Nothing but the images is to be left out of your exact copy of the entries.

Free-text object descriptions
::::::::::

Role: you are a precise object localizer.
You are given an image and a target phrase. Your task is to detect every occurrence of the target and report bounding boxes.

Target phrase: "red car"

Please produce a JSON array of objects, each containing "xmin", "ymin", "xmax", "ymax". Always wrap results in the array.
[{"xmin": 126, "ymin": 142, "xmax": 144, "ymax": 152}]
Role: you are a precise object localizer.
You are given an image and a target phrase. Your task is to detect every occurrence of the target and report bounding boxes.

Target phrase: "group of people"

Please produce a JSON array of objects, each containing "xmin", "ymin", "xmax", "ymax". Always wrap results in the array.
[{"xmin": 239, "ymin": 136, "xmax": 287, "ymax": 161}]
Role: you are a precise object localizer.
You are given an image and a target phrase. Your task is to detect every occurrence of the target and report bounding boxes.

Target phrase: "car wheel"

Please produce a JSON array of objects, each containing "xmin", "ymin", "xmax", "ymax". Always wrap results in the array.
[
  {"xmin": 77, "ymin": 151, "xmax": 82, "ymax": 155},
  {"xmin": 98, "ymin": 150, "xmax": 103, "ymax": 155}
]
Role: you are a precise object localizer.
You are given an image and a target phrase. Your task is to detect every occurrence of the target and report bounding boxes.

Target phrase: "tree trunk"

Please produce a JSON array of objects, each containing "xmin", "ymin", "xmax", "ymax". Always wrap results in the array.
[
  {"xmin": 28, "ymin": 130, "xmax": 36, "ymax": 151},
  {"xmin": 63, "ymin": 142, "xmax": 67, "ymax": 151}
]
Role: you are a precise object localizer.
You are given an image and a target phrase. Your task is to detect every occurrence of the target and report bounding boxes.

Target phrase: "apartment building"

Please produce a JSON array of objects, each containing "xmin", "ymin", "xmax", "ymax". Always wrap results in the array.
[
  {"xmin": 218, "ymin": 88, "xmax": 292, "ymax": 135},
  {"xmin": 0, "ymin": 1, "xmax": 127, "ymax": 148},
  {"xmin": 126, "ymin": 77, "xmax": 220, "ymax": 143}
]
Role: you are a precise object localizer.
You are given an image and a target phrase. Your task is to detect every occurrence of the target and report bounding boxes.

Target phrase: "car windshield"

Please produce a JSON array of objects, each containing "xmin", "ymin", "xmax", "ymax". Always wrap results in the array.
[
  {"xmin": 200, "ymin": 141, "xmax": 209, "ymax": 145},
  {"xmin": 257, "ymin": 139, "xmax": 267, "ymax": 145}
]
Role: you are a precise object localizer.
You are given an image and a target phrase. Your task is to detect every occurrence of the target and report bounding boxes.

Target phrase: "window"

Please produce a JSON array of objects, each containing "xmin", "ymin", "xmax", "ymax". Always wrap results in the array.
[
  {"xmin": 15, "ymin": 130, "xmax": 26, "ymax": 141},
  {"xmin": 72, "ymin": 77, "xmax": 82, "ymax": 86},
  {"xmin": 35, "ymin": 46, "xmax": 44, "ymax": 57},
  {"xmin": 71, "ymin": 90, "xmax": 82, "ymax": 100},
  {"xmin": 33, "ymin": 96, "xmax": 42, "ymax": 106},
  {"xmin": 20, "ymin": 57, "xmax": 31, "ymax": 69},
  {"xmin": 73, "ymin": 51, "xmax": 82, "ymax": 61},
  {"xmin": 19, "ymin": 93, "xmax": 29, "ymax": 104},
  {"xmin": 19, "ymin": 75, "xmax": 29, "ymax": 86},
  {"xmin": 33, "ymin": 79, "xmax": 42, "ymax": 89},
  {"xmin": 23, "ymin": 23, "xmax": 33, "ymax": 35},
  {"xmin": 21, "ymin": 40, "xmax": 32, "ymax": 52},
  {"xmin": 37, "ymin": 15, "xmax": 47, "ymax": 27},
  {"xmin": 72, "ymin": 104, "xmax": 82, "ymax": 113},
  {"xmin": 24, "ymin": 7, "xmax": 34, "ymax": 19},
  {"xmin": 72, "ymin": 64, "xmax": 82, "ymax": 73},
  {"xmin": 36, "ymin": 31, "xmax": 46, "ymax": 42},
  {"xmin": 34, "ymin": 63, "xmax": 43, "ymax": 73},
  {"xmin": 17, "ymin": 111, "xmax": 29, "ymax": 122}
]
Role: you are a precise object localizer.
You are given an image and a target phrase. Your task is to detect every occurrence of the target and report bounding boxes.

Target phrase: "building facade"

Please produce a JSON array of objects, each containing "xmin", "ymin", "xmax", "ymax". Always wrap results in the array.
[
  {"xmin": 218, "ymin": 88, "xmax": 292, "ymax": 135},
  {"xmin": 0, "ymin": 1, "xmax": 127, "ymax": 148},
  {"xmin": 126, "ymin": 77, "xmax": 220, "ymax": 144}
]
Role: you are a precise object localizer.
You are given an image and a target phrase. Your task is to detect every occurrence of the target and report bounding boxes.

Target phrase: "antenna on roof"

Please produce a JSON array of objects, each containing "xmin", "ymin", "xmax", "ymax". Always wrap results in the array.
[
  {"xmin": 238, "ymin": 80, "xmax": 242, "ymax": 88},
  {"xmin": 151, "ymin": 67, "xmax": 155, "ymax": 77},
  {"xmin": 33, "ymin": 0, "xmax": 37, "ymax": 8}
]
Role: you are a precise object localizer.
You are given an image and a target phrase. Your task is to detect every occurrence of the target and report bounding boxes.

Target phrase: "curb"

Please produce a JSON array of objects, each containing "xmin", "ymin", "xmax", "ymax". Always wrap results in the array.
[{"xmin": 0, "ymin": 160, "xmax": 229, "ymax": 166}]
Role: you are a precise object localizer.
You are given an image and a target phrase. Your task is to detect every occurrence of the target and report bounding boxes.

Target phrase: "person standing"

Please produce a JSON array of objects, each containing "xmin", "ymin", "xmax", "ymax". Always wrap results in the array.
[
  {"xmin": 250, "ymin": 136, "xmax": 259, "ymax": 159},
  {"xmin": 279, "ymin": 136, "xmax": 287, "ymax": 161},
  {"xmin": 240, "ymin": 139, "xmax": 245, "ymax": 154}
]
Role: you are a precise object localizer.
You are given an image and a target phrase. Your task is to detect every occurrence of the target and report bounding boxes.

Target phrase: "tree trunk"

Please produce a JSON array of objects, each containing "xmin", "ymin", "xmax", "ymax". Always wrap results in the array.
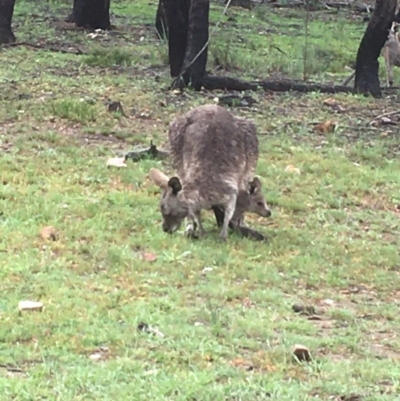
[
  {"xmin": 162, "ymin": 0, "xmax": 190, "ymax": 77},
  {"xmin": 67, "ymin": 0, "xmax": 111, "ymax": 30},
  {"xmin": 0, "ymin": 0, "xmax": 16, "ymax": 44},
  {"xmin": 354, "ymin": 0, "xmax": 397, "ymax": 97},
  {"xmin": 155, "ymin": 0, "xmax": 168, "ymax": 39},
  {"xmin": 173, "ymin": 0, "xmax": 210, "ymax": 90}
]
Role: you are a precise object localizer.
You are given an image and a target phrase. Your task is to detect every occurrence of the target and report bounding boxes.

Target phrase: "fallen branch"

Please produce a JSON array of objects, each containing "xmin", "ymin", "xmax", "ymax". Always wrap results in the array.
[
  {"xmin": 200, "ymin": 75, "xmax": 258, "ymax": 91},
  {"xmin": 199, "ymin": 74, "xmax": 354, "ymax": 94},
  {"xmin": 341, "ymin": 71, "xmax": 355, "ymax": 86},
  {"xmin": 324, "ymin": 1, "xmax": 373, "ymax": 12},
  {"xmin": 265, "ymin": 0, "xmax": 373, "ymax": 12},
  {"xmin": 256, "ymin": 79, "xmax": 354, "ymax": 93},
  {"xmin": 0, "ymin": 41, "xmax": 84, "ymax": 55},
  {"xmin": 267, "ymin": 0, "xmax": 304, "ymax": 8},
  {"xmin": 124, "ymin": 141, "xmax": 169, "ymax": 162},
  {"xmin": 369, "ymin": 109, "xmax": 400, "ymax": 124}
]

::::::::::

§ REPLY TO THE EXERCISE:
Role: you are a precise object localizer.
You are given an image and a target phrase. Your task is to detect every occurrence of the target and report bounding boxes.

Target phrase: "red car"

Please produce a JSON array of objects, each containing "xmin", "ymin", "xmax", "ymax". Always wrap results in the array.
[{"xmin": 126, "ymin": 142, "xmax": 144, "ymax": 152}]
Role: you are a precise object localizer.
You are given an image and a target phrase. Your task is to detect every occurrence of the target and report bounding boxes.

Target phrase: "group of people"

Please produce a JSON array of objects, each containing "xmin", "ymin", "xmax", "ymax". Always wrap results in the array.
[{"xmin": 239, "ymin": 136, "xmax": 287, "ymax": 161}]
Role: you are a precise object localizer.
You are given an image and a target phrase. Your task is to detect every occurrence of the target and report bounding boxes.

Target phrase: "car wheel"

Please produce a JSON array of objects, each containing "xmin", "ymin", "xmax", "ymax". Always wrap results in the array.
[
  {"xmin": 77, "ymin": 151, "xmax": 82, "ymax": 155},
  {"xmin": 98, "ymin": 150, "xmax": 103, "ymax": 155}
]
Role: you are a precise object localizer.
You are given an image and a target phrase. Your task is to detect every occurrence of the target and report bounding boxes.

Target phrase: "tree trunk"

Please produce a JSON array of objects, each containing "xmin", "ymin", "xmax", "ymax". Always wrap results in the array.
[
  {"xmin": 28, "ymin": 130, "xmax": 36, "ymax": 151},
  {"xmin": 63, "ymin": 142, "xmax": 67, "ymax": 151}
]
Role: you are a precise object localizer.
You are given an image and a target phrase. Your task is to detect every occurrence of the target and report bounding boxes.

Target phrase: "apartment building"

Please produce a JSON array of objects, each containing "xmin", "ymin", "xmax", "ymax". Always wrap results in the array.
[
  {"xmin": 218, "ymin": 88, "xmax": 292, "ymax": 135},
  {"xmin": 0, "ymin": 1, "xmax": 127, "ymax": 148},
  {"xmin": 126, "ymin": 77, "xmax": 220, "ymax": 143}
]
Role: you are a precise object localizer.
You are given an image and a target phrase. Your task is to detect every occurrence of the target and report bounding boxes.

Target phrase: "car windshield"

Please produce a JSON array of objects, each containing "xmin", "ymin", "xmax", "ymax". Always wrap results in the array.
[
  {"xmin": 200, "ymin": 141, "xmax": 209, "ymax": 145},
  {"xmin": 257, "ymin": 139, "xmax": 267, "ymax": 145}
]
Role: you are a precise object localizer.
You are given an image and a target phrase. Your task is to detect every occurrence of the target and report bounding boxes.

Target phrase: "window"

Please produce a JSON array of objects, each containing "xmin", "ymin", "xmax", "ymax". Always wrap results in the array.
[
  {"xmin": 15, "ymin": 130, "xmax": 26, "ymax": 141},
  {"xmin": 72, "ymin": 77, "xmax": 82, "ymax": 86},
  {"xmin": 35, "ymin": 46, "xmax": 44, "ymax": 57},
  {"xmin": 71, "ymin": 90, "xmax": 82, "ymax": 100},
  {"xmin": 33, "ymin": 96, "xmax": 42, "ymax": 106},
  {"xmin": 20, "ymin": 57, "xmax": 31, "ymax": 69},
  {"xmin": 73, "ymin": 51, "xmax": 82, "ymax": 61},
  {"xmin": 19, "ymin": 93, "xmax": 29, "ymax": 104},
  {"xmin": 19, "ymin": 75, "xmax": 29, "ymax": 86},
  {"xmin": 33, "ymin": 79, "xmax": 42, "ymax": 89},
  {"xmin": 23, "ymin": 23, "xmax": 33, "ymax": 35},
  {"xmin": 21, "ymin": 40, "xmax": 32, "ymax": 52},
  {"xmin": 37, "ymin": 15, "xmax": 47, "ymax": 27},
  {"xmin": 72, "ymin": 104, "xmax": 82, "ymax": 113},
  {"xmin": 24, "ymin": 7, "xmax": 34, "ymax": 19},
  {"xmin": 72, "ymin": 64, "xmax": 82, "ymax": 73},
  {"xmin": 36, "ymin": 31, "xmax": 46, "ymax": 42},
  {"xmin": 34, "ymin": 63, "xmax": 43, "ymax": 73},
  {"xmin": 17, "ymin": 111, "xmax": 29, "ymax": 122}
]
Role: you are a precise object localizer.
You are given an image and a target phrase. Your task is to detect every occurrence of the target and report bounding boxes.

Target phrase: "building facade"

Please produce a JSON array of objects, each containing "xmin", "ymin", "xmax", "ymax". Always wrap results in the array.
[
  {"xmin": 218, "ymin": 88, "xmax": 292, "ymax": 135},
  {"xmin": 0, "ymin": 1, "xmax": 127, "ymax": 148},
  {"xmin": 126, "ymin": 77, "xmax": 220, "ymax": 144}
]
Role: you are a precise object localizer.
You are given an image and a target phrase. Your task is to detect every occurrence of the target and report bounding boxes.

Target phrase: "antenna on roof"

Please produce a JSON array of objects, each containing "xmin", "ymin", "xmax", "ymax". Always wrap results in the array.
[
  {"xmin": 238, "ymin": 80, "xmax": 242, "ymax": 88},
  {"xmin": 151, "ymin": 67, "xmax": 155, "ymax": 77},
  {"xmin": 33, "ymin": 0, "xmax": 37, "ymax": 8}
]
Role: you are a precise object localizer.
You are given an image and a target phrase. Your task is to detect every occurrence of the target and report bounding boxes.

Target phrase: "curb"

Please produce a JSON array of objects, each containing "xmin", "ymin", "xmax", "ymax". Always wrap results in the array.
[{"xmin": 0, "ymin": 160, "xmax": 229, "ymax": 166}]
Role: you are a precise object localizer.
You are given an image and a target phrase. Your task is to detect every occurrence of the target and report bounding boxes.

Target phrase: "person standing"

Please produce a JSON array of objects, each containing "xmin", "ymin", "xmax", "ymax". Always wrap results in the array.
[
  {"xmin": 250, "ymin": 136, "xmax": 259, "ymax": 159},
  {"xmin": 279, "ymin": 136, "xmax": 287, "ymax": 161},
  {"xmin": 240, "ymin": 139, "xmax": 245, "ymax": 154}
]
Role: you are a precise object localizer.
You are given an image and a target phrase. Your task is to detect every occurrence of the target and report bounding boxes.

Target phrase: "tree trunk"

Please produce a JSON array of objects, each containing "xmin", "ymin", "xmax", "ymax". Always wrap results in the array.
[
  {"xmin": 162, "ymin": 0, "xmax": 190, "ymax": 77},
  {"xmin": 67, "ymin": 0, "xmax": 111, "ymax": 30},
  {"xmin": 0, "ymin": 0, "xmax": 16, "ymax": 44},
  {"xmin": 354, "ymin": 0, "xmax": 397, "ymax": 97},
  {"xmin": 155, "ymin": 0, "xmax": 168, "ymax": 39},
  {"xmin": 173, "ymin": 0, "xmax": 210, "ymax": 90}
]
Role: you are a precise object localizer.
You are given an image and a target phrase. Your task is to detect every occurrence of the target and report bounding boxes.

Target phrase: "fallen branch"

Please produce a JSON array of objects, each containing "xmin", "ymin", "xmax", "ymax". Always wrap results in the array.
[
  {"xmin": 200, "ymin": 75, "xmax": 258, "ymax": 91},
  {"xmin": 199, "ymin": 74, "xmax": 354, "ymax": 94},
  {"xmin": 341, "ymin": 71, "xmax": 355, "ymax": 86},
  {"xmin": 324, "ymin": 1, "xmax": 373, "ymax": 12},
  {"xmin": 265, "ymin": 0, "xmax": 373, "ymax": 12},
  {"xmin": 256, "ymin": 79, "xmax": 354, "ymax": 93},
  {"xmin": 0, "ymin": 41, "xmax": 84, "ymax": 55},
  {"xmin": 267, "ymin": 0, "xmax": 304, "ymax": 8},
  {"xmin": 124, "ymin": 141, "xmax": 169, "ymax": 162},
  {"xmin": 369, "ymin": 109, "xmax": 400, "ymax": 124}
]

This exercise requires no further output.